Photo object pointing records
(begin)

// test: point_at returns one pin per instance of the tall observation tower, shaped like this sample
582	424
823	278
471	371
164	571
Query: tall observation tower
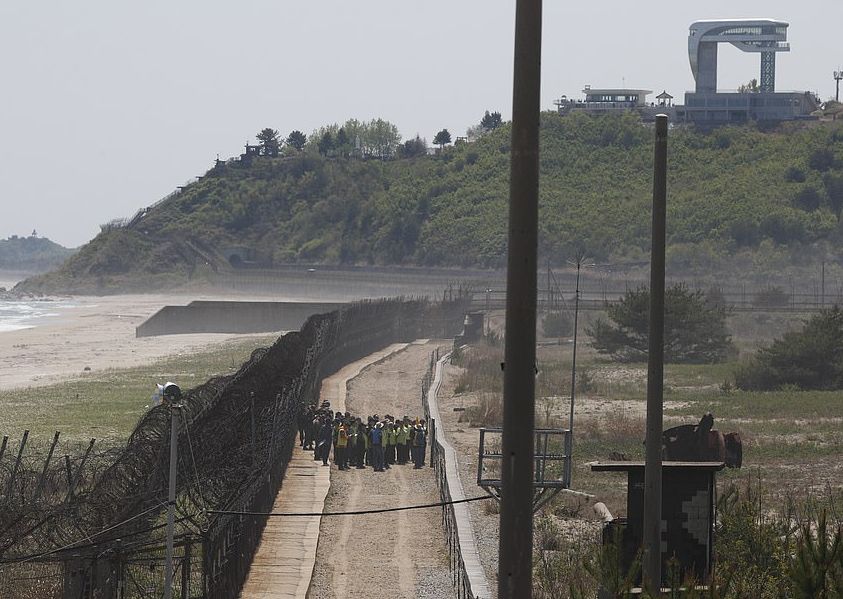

(end)

### What the task requires
Please rewrite the listing with "observation" replaced by "lookout" throughout, keeping everything else unchanged. Leave the pictures out of your answer.

### Output for this task
// test: point_at returns one pin per instance of the tall lookout tower, shaped like this sample
582	424
823	278
471	371
164	571
Query: tall lookout tower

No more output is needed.